__Passage to read__
____

As a therapist, have you ever considered why client parts appear in the room? I used to think parts had everything to do with the clients protecting themselves—a legacy from their childhoods and nothing to do with me. My job was to manage my own parts so they didn’t react or get into negative cycles with theirs.

Now, I understand that parts are beings who mistrust others. They don’t expect to be—and usually are not—seen and supported. Gaining the trust of clients’ parts and working collaboratively with them is a crucial part of my role. Here’s what I have seen in my clients’ lives and in my life too:

Managers, firefighters, and exiles emerge when we experience others as not entirely trustworthy. Caregivers in our lives weren’t, or did not appear to be, capable, willing, and available to give us the care we needed. This loss meant we had to disconnect from large pockets of our life experience. Parts exist not because people were inherently unkind, but because they had too many burdens to give us the care and support we needed. Mistrust is a healthy, positive, and active response to maximize what others can give.

 

“I can build a stronger and more collaborative relationship with my clients when I see, appreciate, and support their parts and their valid reasons for mistrusting me…”

 

I can build a stronger and more collaborative relationship with my clients when I see, appreciate, and support their parts and their valid reasons for mistrusting me.

____

Items listed in a dataset
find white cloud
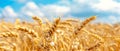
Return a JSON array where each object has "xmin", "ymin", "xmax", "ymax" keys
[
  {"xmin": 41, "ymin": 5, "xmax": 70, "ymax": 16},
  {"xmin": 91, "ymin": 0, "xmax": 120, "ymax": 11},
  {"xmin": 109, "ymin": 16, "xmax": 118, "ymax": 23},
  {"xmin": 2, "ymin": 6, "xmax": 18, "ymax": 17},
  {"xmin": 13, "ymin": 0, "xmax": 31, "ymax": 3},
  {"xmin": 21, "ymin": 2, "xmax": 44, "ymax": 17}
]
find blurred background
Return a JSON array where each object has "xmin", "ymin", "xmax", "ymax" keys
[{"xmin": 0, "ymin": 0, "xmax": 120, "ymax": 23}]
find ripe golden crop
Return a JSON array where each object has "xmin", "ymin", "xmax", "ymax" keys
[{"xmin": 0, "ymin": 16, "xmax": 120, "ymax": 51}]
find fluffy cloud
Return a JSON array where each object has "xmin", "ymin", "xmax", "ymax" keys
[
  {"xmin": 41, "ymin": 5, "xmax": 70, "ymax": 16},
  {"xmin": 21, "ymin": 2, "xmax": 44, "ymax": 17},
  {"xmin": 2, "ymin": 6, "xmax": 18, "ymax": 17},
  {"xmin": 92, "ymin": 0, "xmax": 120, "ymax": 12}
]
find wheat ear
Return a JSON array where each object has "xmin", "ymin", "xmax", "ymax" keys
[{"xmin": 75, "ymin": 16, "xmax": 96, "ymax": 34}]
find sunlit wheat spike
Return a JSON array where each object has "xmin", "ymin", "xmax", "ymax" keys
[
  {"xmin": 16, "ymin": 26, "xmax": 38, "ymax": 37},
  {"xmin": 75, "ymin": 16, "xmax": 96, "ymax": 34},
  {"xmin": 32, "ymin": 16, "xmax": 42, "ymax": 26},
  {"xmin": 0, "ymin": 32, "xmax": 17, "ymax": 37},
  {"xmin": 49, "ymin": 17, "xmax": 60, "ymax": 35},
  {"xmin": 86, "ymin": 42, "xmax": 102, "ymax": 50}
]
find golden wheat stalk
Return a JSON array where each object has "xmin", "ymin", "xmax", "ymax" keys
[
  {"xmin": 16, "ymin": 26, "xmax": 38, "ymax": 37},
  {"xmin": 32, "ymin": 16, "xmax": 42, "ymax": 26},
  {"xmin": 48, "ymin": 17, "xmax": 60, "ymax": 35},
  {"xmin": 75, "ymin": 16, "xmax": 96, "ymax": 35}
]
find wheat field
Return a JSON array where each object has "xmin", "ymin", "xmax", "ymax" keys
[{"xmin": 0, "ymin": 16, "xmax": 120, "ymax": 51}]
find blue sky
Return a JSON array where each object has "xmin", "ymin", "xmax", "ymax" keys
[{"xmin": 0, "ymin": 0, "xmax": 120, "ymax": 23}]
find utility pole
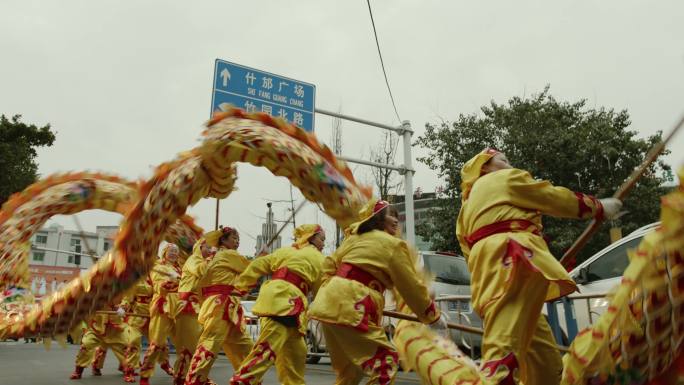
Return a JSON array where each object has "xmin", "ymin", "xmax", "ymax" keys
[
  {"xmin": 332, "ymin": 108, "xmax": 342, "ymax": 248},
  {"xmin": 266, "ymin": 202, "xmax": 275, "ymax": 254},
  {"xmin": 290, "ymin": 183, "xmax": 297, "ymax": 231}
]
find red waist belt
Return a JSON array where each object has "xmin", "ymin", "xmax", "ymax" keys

____

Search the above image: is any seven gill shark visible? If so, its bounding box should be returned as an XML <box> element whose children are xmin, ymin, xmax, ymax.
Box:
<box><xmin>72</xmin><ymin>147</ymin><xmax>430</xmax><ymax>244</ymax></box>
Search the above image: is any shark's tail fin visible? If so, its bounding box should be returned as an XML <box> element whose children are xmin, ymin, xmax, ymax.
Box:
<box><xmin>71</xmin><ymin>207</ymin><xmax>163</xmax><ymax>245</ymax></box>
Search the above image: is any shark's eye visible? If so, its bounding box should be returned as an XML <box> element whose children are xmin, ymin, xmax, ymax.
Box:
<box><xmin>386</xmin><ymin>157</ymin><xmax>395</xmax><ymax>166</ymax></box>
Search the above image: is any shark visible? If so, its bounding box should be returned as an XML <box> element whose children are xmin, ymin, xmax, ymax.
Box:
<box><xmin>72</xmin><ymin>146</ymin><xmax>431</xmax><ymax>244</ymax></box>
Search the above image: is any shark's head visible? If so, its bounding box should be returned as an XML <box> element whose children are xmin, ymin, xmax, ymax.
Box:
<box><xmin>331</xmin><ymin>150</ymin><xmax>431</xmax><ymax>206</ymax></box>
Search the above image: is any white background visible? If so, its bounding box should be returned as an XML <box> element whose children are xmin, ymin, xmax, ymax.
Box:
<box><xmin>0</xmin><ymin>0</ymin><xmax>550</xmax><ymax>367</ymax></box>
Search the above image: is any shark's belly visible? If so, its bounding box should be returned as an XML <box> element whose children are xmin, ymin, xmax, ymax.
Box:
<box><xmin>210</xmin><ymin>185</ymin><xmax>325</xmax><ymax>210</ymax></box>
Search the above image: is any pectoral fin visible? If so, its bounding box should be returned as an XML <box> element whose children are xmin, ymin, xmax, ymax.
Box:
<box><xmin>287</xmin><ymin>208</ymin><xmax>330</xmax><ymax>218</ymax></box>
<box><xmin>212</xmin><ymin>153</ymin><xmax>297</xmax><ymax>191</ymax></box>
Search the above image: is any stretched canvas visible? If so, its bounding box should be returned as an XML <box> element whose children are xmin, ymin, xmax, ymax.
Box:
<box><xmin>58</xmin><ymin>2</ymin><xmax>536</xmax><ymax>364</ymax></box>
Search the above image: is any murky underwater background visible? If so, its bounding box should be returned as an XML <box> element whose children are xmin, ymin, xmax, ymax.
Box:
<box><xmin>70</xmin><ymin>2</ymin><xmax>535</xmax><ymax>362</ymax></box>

____

__Required tasks__
A - Name every type of part that the passage on client parts in therapy says emerges when others seem not entirely trustworthy.
B - Write the next paragraph of the passage on client parts in therapy, picking up after its final sentence.

__Answers per task__
A - Managers, firefighters, exiles

B -
Parts automatically and unconsciously control our relationships with others to maximize belonging and acceptance.

Parts step in to hide our authentic needs when we perceive others can’t care for those needs. At the same time, they maximize the care they think others can actually give. Thanks to the mistrust of our parts, we can belong to and function in the burdened families and communities in which we live.

Parts are so good at protecting and helping us belong that most people never know they are there. We often confuse how our parts appear on the surface with who we are, and forget the hidden parts.

Parts maintain their mistrust of others when they experience not being seen or being seen negatively. This is their genuine, everyday experience, even in most therapeutic settings. However, that’s not the end of the story. Parts can develop trust in others when they experience being accurately seen, appreciated, and supported.

A therapist’s super skill is accurately seeing, appreciating, and supporting the relational purpose of the client’s parts in the room.